- Задание:
Проверьте, согласуются ли с текстом ниже три утверждения. Для каждого ответьте «да» или «нет» и приведите точную цитату из текста, на которой основан ответ.
1. Дача, о которой идет речь, получена по наследству.
2. Соседи по даче — писатели.
3. Участки в Чепелеве — по десять соток.

- Текст:
----------
Каким будет новое Переделкино и как его переделает жизнь - не знаю. У меня есть собственная дача, полученная по наследству, а не по писательской линии. Дачу в России всегда рассматривают как убежище, запасной вариант: выгонят отовсюду, буду жить там и землю возделывать. Поддержание дачи в приличном виде для меня скорее обуза, но детство мое живо только там, и надо же моим собственным детям где-то дышать свежим воздухом. Соседей-писателей у меня там нет. Слева инженер, справа бывший советский руководитель, напротив - беженец из Армении, открывший неподалеку свое плиточное дело и отгрохавший замечательный дом. Тоже метафора нынешнего положения интеллигенции, и она мне нравится значительно больше переделкинской ситуации. Чепелево - не бренд. Бандиты сюда не стремятся. Участки - по восемь соток. Никто не подглядывает за мной в надежде вставить в новый роман, да и я ни за кем не шпионю. Страстных дружб или конфликтов, как бывало между соседями прежде, давно уже нет, все друг другу более или менее по барабану. Но если нужно будет одолжить косилку или зарядник для аккумулятора - со скрипом одолжат.
----------
- Исходные данные:

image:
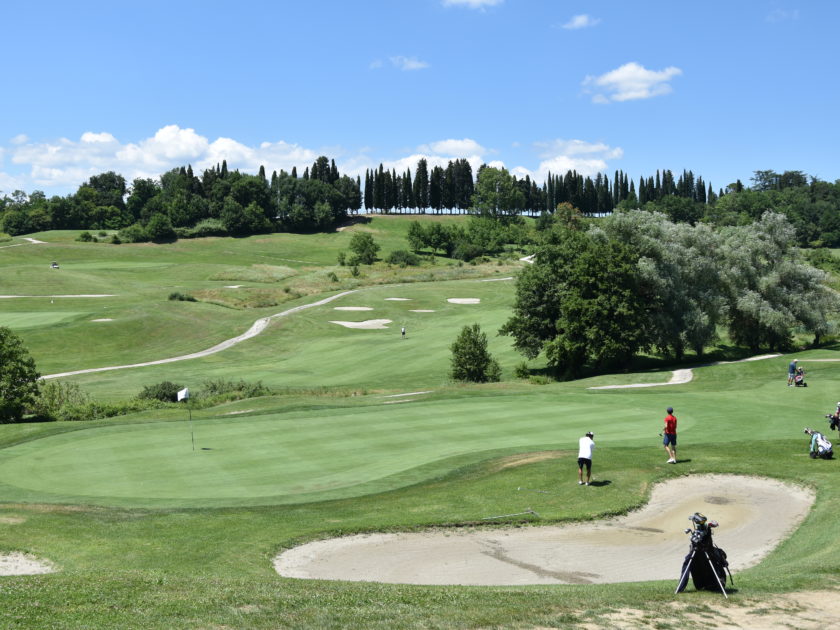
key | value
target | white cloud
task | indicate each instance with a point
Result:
(472, 4)
(408, 63)
(581, 21)
(454, 148)
(782, 15)
(65, 164)
(60, 166)
(630, 82)
(560, 155)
----------
- Результат задания:
1. Да: «У меня есть собственная дача, полученная по наследству, а не по писательской линии».
2. Нет: «Соседей-писателей у меня там нет».
3. Нет: «Участки - по восемь соток».